» What you have to do:
Return each row below that contains the string "audit", copied in full.

» Data for this task:
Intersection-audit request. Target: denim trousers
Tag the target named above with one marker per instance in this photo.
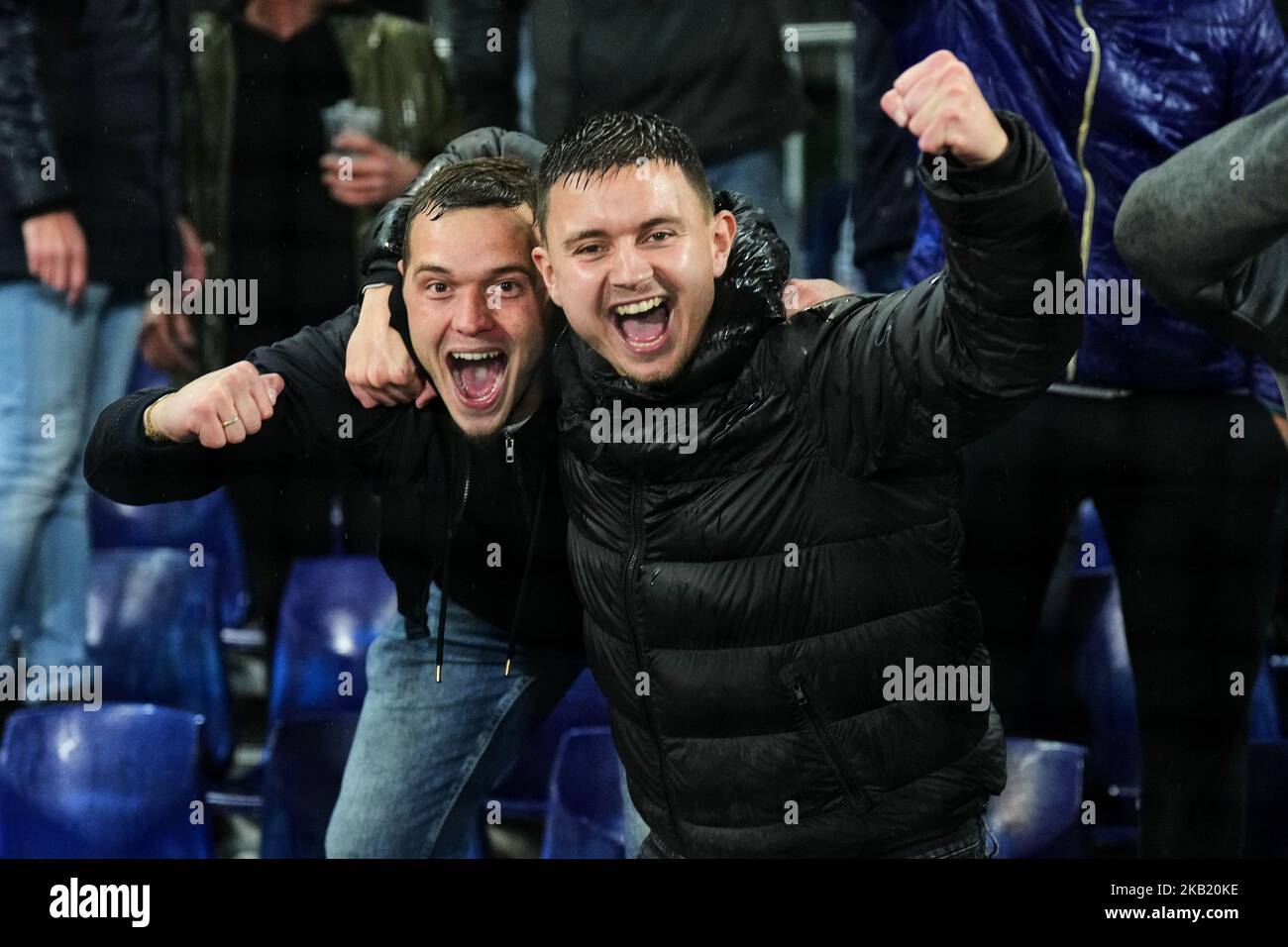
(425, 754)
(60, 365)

==

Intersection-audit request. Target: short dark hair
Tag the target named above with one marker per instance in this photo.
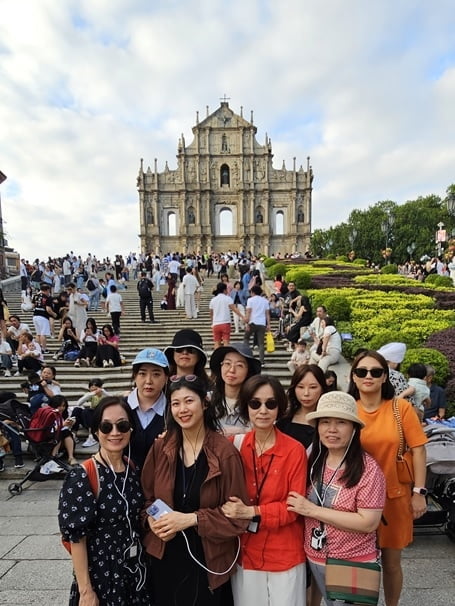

» Solution:
Intersection-audit request. Target: denim trousers
Intersection-audit request. Target: short dark hair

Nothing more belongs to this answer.